= PAGE TEXT =

SALM is a component of a broader, institution wide risk management framework. As such, SALM should reflect the policies and objectives within this broader context.  Effective risk management requires clearly defined and articulated objectives, responsibilities, and reporting lines and functions.  Risk management policy is a tool to achieve the sovereign’s long-term economic goals and policies in congruence with its preferences for risk versus expected return.  Risks to the balance sheet: currency, interest, and maturity must be managed as well as potential off balance sheet items such as CL.  While even the most effective risk management strategy cannot eliminate risk, it can be a useful tool in preventing widespread losses that may result from the lack of an institutional framework for measuring risk, including management of the balance sheet.

The numerous quantitative and qualitative tools available to policymakers provide asset and liability managers with many options in assessing sovereign risk.  A basic conceptual approach may be used to analyze the risk-return characteristics of primary assets and liabilities or more comprehensive methodologies may be utilized.  For more rigorous analyses, the veracity of the data is paramount as models will only produce information as useful as the input being used in the calculations.  Many developing countries may find it difficult to implement some of the more advanced methodological techniques due to the absence of reliable time series data.  The numerous SALM methodologies allow policymakers and practitioners to decide for themselves which are most appropriate according to their SALM and risk management framework and broader economic objectives.

= CHALLENGE 1 =
Repeat part of the risk management passage word for word, beginning at the words that contain "The numerous quantitative" and stopping after "broader economic objectives.".
The risk management passage and the rows after it come from unrelated sources.

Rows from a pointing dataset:
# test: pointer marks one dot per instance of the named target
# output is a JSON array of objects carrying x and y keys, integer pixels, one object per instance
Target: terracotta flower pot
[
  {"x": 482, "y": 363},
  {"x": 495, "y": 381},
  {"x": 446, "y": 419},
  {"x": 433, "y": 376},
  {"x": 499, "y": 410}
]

= CHALLENGE 2 =
Rewrite all the rows, putting "occurrence" in place of each "instance" and leaving everything else unchanged.

= EXERCISE OUTPUT 1 =
The numerous quantitative and qualitative tools available to policymakers provide asset and liability managers with many options in assessing sovereign risk.  A basic conceptual approach may be used to analyze the risk-return characteristics of primary assets and liabilities or more comprehensive methodologies may be utilized.  For more rigorous analyses, the veracity of the data is paramount as models will only produce information as useful as the input being used in the calculations.  Many developing countries may find it difficult to implement some of the more advanced methodological techniques due to the absence of reliable time series data.  The numerous SALM methodologies allow policymakers and practitioners to decide for themselves which are most appropriate according to their SALM and risk management framework and broader economic objectives.

= EXERCISE OUTPUT 2 =
# test: pointer marks one dot per occurrence of the named target
# output is a JSON array of objects carrying x and y keys, integer pixels, one object per occurrence
Target: terracotta flower pot
[
  {"x": 482, "y": 363},
  {"x": 495, "y": 381},
  {"x": 446, "y": 419},
  {"x": 433, "y": 376},
  {"x": 499, "y": 410}
]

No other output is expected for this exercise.